◆ **Zu prüfender Text**

Die Entscheidung wäre auf der Grundlage des VVG 2008 möglicherweise anders ausgefallen. Das OLG Köln nimmt nämlich – zu Recht – an, dass nach geltendem Recht eine Anfechtung des Versicherungsvertrages wegen arglistiger Täuschung unabhängig von den bei seiner Beantragung gestellten Fragen zulässig ist.

Nach § 19 Abs. 1 VVG (n.F.) besteht jedoch eine Anzeigeobliegenheit nur dann, wenn der Versicherer Fragen (in Textform) nach gefahrerheblichen, dem Versicherungsnehmer bekannten Umständen gestellt hat. In der Begründung des Regierungsentwurfs (BT-Drucks 16/3945, 162) heißt es zwar, das Verschweigen eines gefahrerheblichen Umstands, nach dem der Versicherer nicht oder nur mündlich gefragt habe, könne bei Arglist ein Anfechtungsrecht des Versicherers begründen. Das begegnet erheblichen Bedenken (so auch Marlow/Spuhl, Das neue VVG kompakt, 2. Aufl., S. 38). Zum einen fällt nämlich auf, dass § 21 Abs. 5 des Referentenentwurfs zum VVG 2008, der eine ausdrückliche Regelung der Frage enthielt, im Regierungsentwurf nicht enthalten ist. Vor allem aber: Wenn das Gesetz eine Offenbarungspflicht nur unter bestimmten formalen Voraussetzungen vorsieht und dies seine Rechtfertigung in der Überlegung findet, das Risiko, die Gefahrerheblichkeit von Umständen falsch einzuschätzen, solle dem Versicherungsnehmer abgenommen werden, so schließt das aus, nach Treu und Glauben mehr zu verlangen. Denn das hieße ja letztlich, vom Versicherungsnehmer ein Mehr an versicherungstechnischem Sachverstand zu verlangen als vom Versicherer selbst: Der Versicherer weiß nämlich, dass er, was für ihn für die Deckungsübernahme relevant ist, erfragen muss. Das bedeutet: Eine arglistige Täuschung durch Unterlassen führt künftig, nimmt man Wortlaut und Wille des § 19 Abs. 1 VVG ernst, nicht mehr zur Anfechtbarkeit des Vertrages.

◆ **Quellenmaterial**
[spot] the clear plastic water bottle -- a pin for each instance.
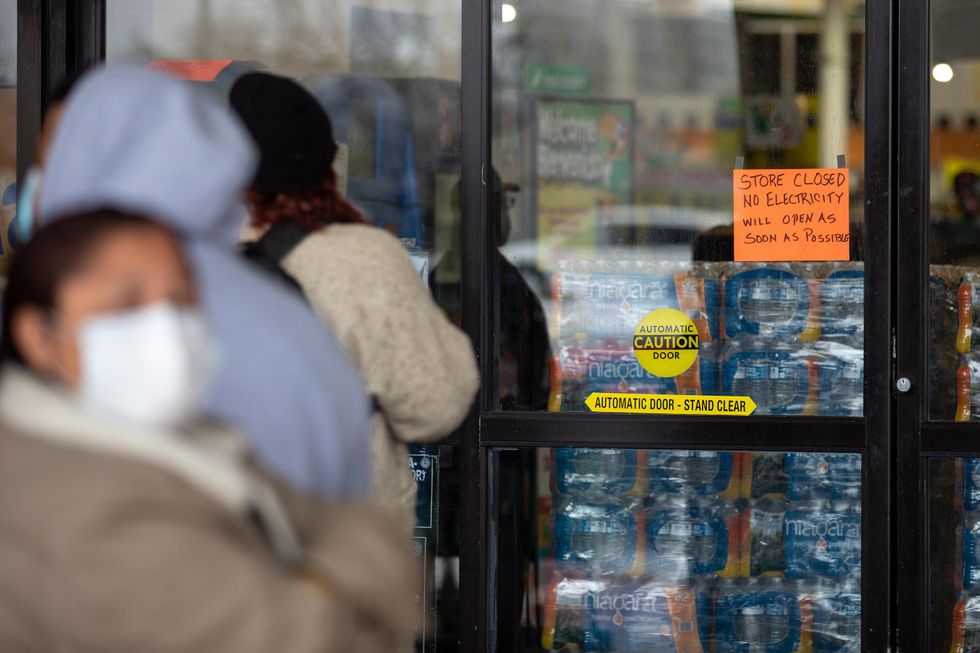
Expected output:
(842, 302)
(847, 385)
(749, 360)
(788, 377)
(770, 302)
(598, 533)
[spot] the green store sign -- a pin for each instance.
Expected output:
(558, 80)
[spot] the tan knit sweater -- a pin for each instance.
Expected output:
(419, 366)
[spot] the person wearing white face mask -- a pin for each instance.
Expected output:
(129, 521)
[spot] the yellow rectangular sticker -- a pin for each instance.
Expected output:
(612, 402)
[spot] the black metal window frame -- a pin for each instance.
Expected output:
(57, 39)
(870, 436)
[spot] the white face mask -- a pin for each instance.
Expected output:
(151, 366)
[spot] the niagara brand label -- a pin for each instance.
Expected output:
(611, 402)
(666, 342)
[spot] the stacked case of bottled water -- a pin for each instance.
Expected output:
(795, 337)
(598, 305)
(966, 613)
(791, 336)
(697, 551)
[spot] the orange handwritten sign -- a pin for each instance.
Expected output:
(792, 215)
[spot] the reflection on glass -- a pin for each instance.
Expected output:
(388, 76)
(8, 127)
(622, 123)
(954, 207)
(692, 551)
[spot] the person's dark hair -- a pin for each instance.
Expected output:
(715, 244)
(54, 254)
(311, 209)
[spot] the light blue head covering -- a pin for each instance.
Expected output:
(139, 141)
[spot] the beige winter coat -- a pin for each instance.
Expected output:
(418, 366)
(115, 541)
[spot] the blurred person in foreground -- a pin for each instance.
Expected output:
(418, 368)
(128, 523)
(142, 142)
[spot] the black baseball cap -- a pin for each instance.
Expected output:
(292, 130)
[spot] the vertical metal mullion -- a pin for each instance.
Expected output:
(876, 463)
(55, 40)
(475, 265)
(911, 197)
(88, 28)
(30, 96)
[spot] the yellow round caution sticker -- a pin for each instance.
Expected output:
(666, 342)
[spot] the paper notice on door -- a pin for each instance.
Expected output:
(792, 215)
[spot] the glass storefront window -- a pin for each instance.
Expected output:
(954, 555)
(388, 75)
(689, 551)
(954, 206)
(616, 130)
(8, 126)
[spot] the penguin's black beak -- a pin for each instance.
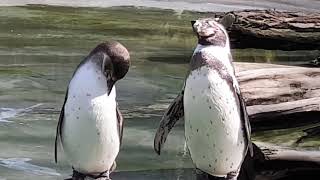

◆ **Übungsziel**
Nenne die Voraussetzung, unter der laut dem zu prüfenden Text nach § 19 Abs. 1 VVG (n.F.) eine Anzeigeobliegenheit besteht. Die Zeilen werden für die Bearbeitung nicht gebraucht.

◆ **Schriftliche Lösung**
Der Versicherer muss in Textform nach gefahrerheblichen Umständen gefragt haben, die dem Versicherungsnehmer bekannt sind.